In the world of cricket, Pakistanis have a complicated relationship with India. It is a rivalry steeped in history, politics, and passion that transcends the boundary rope. But our relationship with New Zealand? That is something else entirely. It is pure, uncomplicated love.

Whenever the Black Caps take the field against the Men in Blue, something magical happens across Pakistan. Millions of television sets switch on. From the tea stalls of Karachi to the rooftops of Peshawar, from the university hostels in Islamabad to the drawing rooms of Lahore, Pakistani cricket fans unite behind one cause: watching India lose. We cheer for Kane Williamson (or now, Daryl Mitchell) like they are our own brothers. We analyze every ball, celebrate every wicket, and suffer every dropped catch as if it were our own team out there.

The recent ODI and Test series in 2026 has reignited this beautiful feeling with fresh fuel. New Zealand once again showed why they are the kryptonite to India's Superman. Here is the view from Lahore — and from every Pakistani heart — on why this rivalry matters and why the Kiwis hold such a special place in our cricketing souls.


👻 1. The Ghosts of Manchester (2019) — The Night India Died

If you ask any Pakistani cricket fan what their favourite non-Pakistan match is, 90% will say the same thing without hesitation: "2019 World Cup Semi-Final."

  • The Moment: Martin Guptill's direct hit to run out MS Dhoni. That one throw shattered a billion Indian hearts and sparked a million Pakistani celebrations. Dhoni, the greatest finisher in ODI history, walking back with his head down — it was a sight Pakistanis had waited years to see.

### To do
**A.** According to the cricket fan piece, whose direct hit ran out MS Dhoni in the 2019 World Cup semi-final?
**B.** Shorten the paragraph of the cricket fan piece that begins "Whenever the Black Caps take the field", keeping its main facts.
**C.** Carry the cricket fan piece on from its final sentence.
The items below have nothing to do with the cricket fan piece.

### Raw data
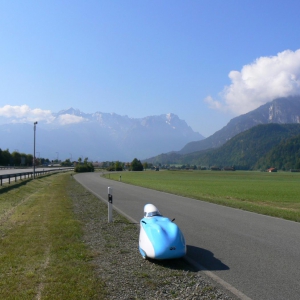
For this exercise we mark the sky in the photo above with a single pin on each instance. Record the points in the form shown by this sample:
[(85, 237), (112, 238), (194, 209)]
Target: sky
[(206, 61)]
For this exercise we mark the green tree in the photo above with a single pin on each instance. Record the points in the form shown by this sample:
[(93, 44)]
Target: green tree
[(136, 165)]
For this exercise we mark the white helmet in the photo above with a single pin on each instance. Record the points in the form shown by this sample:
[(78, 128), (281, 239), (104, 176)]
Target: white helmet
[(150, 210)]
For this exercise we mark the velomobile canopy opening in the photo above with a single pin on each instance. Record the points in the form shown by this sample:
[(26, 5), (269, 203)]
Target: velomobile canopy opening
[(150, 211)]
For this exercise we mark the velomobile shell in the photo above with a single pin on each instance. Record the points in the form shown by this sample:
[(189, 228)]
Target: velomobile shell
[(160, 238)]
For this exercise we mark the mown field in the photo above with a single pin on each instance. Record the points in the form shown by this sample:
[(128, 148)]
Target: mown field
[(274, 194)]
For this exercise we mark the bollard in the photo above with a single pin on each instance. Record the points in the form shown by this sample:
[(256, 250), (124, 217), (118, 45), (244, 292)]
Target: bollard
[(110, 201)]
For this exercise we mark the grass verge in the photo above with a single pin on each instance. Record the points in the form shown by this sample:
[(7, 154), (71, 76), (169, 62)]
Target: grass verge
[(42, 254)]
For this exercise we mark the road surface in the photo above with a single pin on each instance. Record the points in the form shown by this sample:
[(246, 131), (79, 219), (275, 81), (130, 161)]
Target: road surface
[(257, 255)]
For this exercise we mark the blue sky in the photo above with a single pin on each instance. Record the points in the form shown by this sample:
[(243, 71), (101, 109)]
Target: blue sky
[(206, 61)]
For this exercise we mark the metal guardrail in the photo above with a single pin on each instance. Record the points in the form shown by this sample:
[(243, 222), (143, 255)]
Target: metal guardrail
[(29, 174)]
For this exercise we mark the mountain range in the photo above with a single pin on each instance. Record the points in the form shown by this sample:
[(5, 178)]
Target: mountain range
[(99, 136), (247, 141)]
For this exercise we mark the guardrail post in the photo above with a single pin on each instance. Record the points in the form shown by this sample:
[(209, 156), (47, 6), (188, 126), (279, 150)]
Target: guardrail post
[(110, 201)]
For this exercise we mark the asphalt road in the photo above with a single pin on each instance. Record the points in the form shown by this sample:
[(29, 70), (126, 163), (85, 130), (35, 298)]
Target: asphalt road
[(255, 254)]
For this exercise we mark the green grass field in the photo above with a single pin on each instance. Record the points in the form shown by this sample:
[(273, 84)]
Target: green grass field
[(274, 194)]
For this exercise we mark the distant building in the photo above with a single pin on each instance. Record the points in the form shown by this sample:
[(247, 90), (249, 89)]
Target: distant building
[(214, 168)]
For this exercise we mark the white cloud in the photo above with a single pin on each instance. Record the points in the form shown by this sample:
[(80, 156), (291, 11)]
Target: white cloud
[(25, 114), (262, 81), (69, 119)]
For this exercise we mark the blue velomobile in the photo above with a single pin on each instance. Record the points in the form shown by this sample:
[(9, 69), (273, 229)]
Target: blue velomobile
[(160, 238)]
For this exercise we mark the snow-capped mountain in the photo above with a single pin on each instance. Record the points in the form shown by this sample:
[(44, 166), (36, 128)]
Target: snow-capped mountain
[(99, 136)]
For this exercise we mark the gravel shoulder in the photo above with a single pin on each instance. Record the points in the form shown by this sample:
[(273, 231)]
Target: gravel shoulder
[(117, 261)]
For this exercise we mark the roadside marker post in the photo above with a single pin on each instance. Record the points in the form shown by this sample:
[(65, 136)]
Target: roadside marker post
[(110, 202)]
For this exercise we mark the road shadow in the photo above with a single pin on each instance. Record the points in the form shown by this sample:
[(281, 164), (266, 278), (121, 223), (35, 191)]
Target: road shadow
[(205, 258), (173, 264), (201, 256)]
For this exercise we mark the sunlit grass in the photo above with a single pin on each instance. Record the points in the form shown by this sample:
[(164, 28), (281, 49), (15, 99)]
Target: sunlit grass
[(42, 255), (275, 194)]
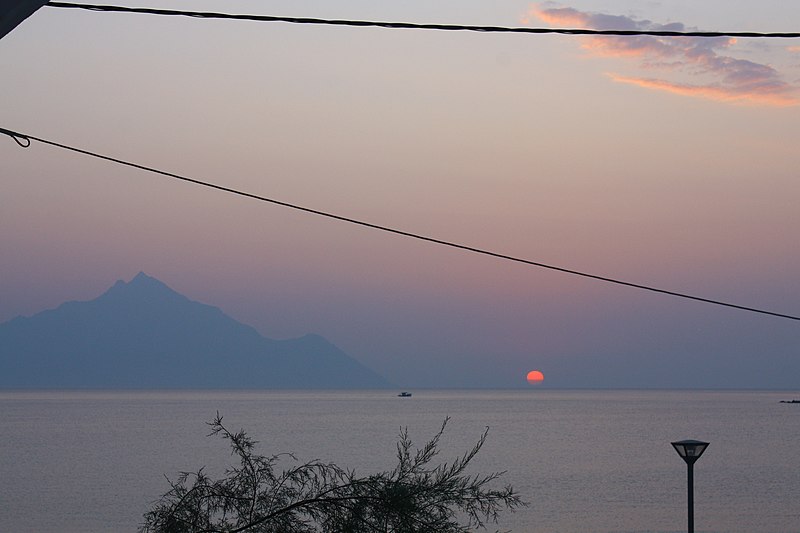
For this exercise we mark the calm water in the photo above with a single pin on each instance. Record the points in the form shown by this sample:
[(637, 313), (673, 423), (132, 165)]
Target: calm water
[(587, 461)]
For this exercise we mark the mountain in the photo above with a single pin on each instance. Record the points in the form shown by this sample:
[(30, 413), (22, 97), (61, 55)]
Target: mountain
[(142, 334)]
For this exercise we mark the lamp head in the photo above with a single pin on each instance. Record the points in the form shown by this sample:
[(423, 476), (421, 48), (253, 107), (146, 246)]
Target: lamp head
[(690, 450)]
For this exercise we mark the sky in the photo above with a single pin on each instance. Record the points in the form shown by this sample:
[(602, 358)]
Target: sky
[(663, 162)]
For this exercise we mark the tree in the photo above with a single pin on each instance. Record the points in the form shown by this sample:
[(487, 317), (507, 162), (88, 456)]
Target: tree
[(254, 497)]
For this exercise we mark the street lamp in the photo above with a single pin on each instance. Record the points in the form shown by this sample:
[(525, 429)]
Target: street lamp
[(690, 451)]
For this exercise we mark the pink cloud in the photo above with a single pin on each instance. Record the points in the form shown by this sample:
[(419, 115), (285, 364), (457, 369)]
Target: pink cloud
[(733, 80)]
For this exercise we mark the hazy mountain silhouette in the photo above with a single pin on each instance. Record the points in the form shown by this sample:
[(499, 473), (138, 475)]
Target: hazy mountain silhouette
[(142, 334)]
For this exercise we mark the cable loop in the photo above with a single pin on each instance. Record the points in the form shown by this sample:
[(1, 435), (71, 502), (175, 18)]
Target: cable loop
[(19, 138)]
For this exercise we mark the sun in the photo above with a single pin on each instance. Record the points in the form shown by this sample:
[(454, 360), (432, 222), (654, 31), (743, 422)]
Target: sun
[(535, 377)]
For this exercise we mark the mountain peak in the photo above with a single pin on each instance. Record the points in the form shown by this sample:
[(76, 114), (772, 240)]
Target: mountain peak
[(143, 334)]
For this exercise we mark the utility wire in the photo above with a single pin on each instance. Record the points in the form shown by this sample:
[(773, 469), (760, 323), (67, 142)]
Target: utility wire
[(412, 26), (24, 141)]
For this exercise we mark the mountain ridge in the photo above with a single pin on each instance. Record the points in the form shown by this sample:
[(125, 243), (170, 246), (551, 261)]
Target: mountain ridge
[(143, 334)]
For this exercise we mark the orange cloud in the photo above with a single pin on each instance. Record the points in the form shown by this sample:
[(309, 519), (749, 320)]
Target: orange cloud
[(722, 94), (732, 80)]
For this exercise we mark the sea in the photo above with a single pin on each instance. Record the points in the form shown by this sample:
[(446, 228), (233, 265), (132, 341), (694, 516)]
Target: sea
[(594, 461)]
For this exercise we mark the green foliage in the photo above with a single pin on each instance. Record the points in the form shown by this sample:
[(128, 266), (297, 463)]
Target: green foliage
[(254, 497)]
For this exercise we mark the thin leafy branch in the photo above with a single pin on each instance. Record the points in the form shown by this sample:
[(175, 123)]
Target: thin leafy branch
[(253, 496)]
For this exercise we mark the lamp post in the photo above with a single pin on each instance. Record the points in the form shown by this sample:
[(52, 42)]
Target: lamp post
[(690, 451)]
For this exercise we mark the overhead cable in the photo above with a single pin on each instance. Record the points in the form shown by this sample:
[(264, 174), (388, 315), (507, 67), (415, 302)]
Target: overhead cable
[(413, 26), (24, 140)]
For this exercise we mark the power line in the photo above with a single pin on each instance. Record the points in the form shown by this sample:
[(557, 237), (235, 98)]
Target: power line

### Answers to the exercises
**A.** Martin Guptill's.

**B.** When New Zealand plays India, millions of Pakistanis all over the country, from Karachi to Peshawar and Islamabad to Lahore, turn on their TVs, united in wanting India to lose. They back players like Kane Williamson or Daryl Mitchell as if they were brothers. They follow every ball, wicket and dropped catch as though their own team were playing.

**C.**
  • The Feeling: It was Schadenfreude at its absolute peak. The sheer joy of watching India crumble under the weight of expectation on the biggest stage was intoxicating. Every Pakistani fan who watched that match remembers exactly where they were when Guptill's throw hit the stumps.
  • The Legacy: Since that day at Old Trafford, New Zealand has been the bogey team India simply cannot shake off. They beat them again in the World Test Championship Final in 2021 — a match that India was overwhelmingly favoured to win. Kane Williamson and Ross Taylor calmly chased 139 as if it were a warm-up game. The WTC mace went to Wellington, not Mumbai, and Pakistanis smiled.

The Manchester ghost still haunts Indian cricket. Every time India faces New Zealand in a knockout, you can sense the collective anxiety of a billion fans. They know the Kiwis have their number.


🏏 2. The 2026 Series Context — A New Chapter

Fast forward to early 2026, and the landscape has shifted. India is transitioning from one era to the next. Rohit Sharma is being rested and rotated. Shubman Gill has been handed the captaincy — a massive responsibility for a young man still trying to cement his own place in the side.

  • The Pressure on Gill: Captaining India is arguably the hardest job in world sport. The media scrutiny is relentless. A billion opinions, a billion expectations. Gill looks visibly stressed at times, the weight of the armband sitting heavy on young shoulders. Every press conference is a minefield. Every loss is analysed as a referendum on his leadership. We Pakistanis understand this pressure — Babar Azam faced something similar when he was given the captaincy too early.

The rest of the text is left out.